From the line containing "wake boxed for tracking." to the end of the entries, return every line exactly, both ends included, and add nothing.

═════ The data

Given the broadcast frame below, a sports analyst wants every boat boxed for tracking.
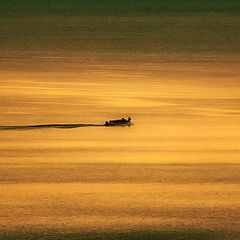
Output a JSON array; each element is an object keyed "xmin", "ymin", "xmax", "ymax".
[{"xmin": 105, "ymin": 117, "xmax": 132, "ymax": 126}]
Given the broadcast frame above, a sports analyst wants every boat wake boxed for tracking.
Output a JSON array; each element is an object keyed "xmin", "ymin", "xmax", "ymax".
[
  {"xmin": 0, "ymin": 117, "xmax": 133, "ymax": 130},
  {"xmin": 0, "ymin": 123, "xmax": 104, "ymax": 130}
]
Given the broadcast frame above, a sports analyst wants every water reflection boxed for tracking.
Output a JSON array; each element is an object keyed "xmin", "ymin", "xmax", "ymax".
[{"xmin": 0, "ymin": 7, "xmax": 240, "ymax": 235}]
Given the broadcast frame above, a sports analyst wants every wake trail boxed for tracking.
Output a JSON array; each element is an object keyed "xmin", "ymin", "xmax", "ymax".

══════════

Response:
Given the broadcast frame above, a sports analyst wants every boat wake boxed for tracking.
Output a JSON array; each element is an object keyed "xmin", "ymin", "xmax", "ymax".
[
  {"xmin": 0, "ymin": 117, "xmax": 133, "ymax": 130},
  {"xmin": 0, "ymin": 123, "xmax": 104, "ymax": 130}
]
Given the broadcast frame above, a sports analyst wants every water reflection boxed for tracking.
Output a JSON array; each element is an object keyed "xmin", "ymin", "xmax", "ymax".
[{"xmin": 0, "ymin": 7, "xmax": 240, "ymax": 235}]
Given the broadcast frame above, a sports analyst wants every wake trail boxed for tracking.
Output a JSON array; each element is an object keyed "xmin", "ymin", "xmax", "ymax".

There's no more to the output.